EXERCISE OBJECTIVE> Continue the forum thread below about the pregnant cat with a lingering discharge, picking up after its final post.

[EXERCISE PASSAGE Boundary: Start]

If anyone has experience with something like this, or knows what it is, I would appreciate some advice.

thanks


----------



## Zalensia

Ive not known it to happen for a week.
I would go to a different vet. First of all this vet should have known better than to Xray a pregnant cat. This could damage the kitten inside.
Did the vet do tests on her? Or did the vet just presume it was this?


----------



## emma_pen

We would normally do an ultasound scan, but we have xrayed pregnant bitches before. I have alsoi never known a discharge to last for a week - I would be worried.


----------



## Dresden

Thanks guys. I'll bring her back to the vet. Like I said, she is acting healthy, but has the strange discharge.

Could the kitten be dead inside, or would the vet be able to tell if things inside were OK by doing an ultrasound? The vet said before that she could do a caesarean-section, but I would only want surgery as a last resort. The vet also said she could give her drugs to "make" the kitten come out.


----------



## Zalensia

an ultrasound is best first. You would be able to pick up the heart beat of the kitten with it.


----------



## Dresden

Hello guys, and thank you for the advice.

Here is the bad news. Her discharge went away for a few days, but came back a couple days ago and it smells bad. I took her to the vet and asked for an ultrasound, but none of the vets at the clinic I went to knew how to use the ultrasound machine. They recommended spaying my cat and removing her uterus, but I do not want to do that at all. How serious is this infection? The cat is not acting very sick and there is not allot of discharge. The vet I went to is pushing for me to spay her, but I think that is their business, and I do not want her spayed. Is surgery needed for this, or antibiotics and maybe flushing? The vet is saying she could die if not spayed. If anyone has experience, please let me know.

I had my doctor friend do an ultrasound, but they couldn't tell anything, I guess because they are used to doing humans. If I can find a vet that knows how to use their ultrasound, will they be able to tell if the kitten(s) has/have been expelled or are still inside?

[EXERCISE PASSAGE Boundary: End]
[DATA FOR ANALYSIS Boundary: Start]

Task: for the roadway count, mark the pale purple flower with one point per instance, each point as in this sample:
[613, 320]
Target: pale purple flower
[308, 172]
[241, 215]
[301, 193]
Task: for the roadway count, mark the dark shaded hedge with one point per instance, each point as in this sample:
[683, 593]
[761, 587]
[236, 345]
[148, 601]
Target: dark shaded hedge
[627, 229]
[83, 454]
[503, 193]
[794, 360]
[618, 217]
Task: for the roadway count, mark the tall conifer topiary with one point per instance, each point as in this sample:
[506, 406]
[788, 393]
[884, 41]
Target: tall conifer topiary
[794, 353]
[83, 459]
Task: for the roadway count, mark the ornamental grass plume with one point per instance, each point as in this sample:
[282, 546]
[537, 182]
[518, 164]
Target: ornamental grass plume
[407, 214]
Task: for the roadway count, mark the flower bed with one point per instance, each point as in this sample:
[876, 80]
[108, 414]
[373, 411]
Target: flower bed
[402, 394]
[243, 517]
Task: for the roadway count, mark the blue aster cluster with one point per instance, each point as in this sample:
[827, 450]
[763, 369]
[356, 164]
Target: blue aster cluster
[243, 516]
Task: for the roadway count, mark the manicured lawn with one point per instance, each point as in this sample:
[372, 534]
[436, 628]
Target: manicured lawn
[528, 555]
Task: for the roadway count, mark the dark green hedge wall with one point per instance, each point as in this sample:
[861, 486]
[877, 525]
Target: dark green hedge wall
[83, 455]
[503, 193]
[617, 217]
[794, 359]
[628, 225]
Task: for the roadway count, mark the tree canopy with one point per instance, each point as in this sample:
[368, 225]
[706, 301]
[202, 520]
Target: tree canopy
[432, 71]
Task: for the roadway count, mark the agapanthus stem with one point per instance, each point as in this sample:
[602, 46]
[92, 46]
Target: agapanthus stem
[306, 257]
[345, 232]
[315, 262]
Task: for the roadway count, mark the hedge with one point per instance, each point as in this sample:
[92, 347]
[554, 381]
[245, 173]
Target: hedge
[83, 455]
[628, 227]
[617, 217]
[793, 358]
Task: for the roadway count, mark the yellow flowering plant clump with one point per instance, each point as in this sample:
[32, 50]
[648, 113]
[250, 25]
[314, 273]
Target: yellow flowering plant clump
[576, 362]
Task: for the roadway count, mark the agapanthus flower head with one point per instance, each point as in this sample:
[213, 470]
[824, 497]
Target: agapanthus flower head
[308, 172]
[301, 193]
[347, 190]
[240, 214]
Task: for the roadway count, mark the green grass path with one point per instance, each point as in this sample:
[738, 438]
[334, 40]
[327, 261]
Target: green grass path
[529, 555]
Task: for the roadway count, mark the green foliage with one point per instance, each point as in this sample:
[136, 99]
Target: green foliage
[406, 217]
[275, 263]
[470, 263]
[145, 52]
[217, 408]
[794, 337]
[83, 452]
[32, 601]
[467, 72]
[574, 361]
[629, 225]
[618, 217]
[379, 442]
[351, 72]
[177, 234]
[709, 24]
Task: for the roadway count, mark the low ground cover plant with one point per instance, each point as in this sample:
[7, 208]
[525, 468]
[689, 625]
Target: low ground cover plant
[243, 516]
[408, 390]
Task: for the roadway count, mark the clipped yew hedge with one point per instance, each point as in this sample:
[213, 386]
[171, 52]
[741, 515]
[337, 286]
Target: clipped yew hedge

[DATA FOR ANALYSIS Boundary: End]

ANSWER TO THE EXERCISE>
----------



## Sol

Dresden said:


> Hello guys, and thank you for the advice.
> 
> Here is the bad news. Her discharge went away for a few days, but came back a couple days ago and it smells bad. I took her to the vet and asked for an ultrasound, but none of the vets at the clinic I went to knew how to use the ultrasound machine. They recommended spaying my cat and removing her uterus, but I do not want to do that at all. How serious is this infection? The cat is not acting very sick and there is not allot of discharge. The vet I went to is pushing for me to spay her, but I think that is their business, and I do not want her spayed. Is surgery needed for this, or antibiotics and maybe flushing? The vet is saying she could die if not spayed. If anyone has experience, please let me know.
> 
> I had my doctor friend do an ultrasound, but they couldn't tell anything, I guess because they are used to doing humans. If I can find a vet that knows how to use their ultrasound, will they be able to tell if the kitten(s) has/have been expelled or are still inside?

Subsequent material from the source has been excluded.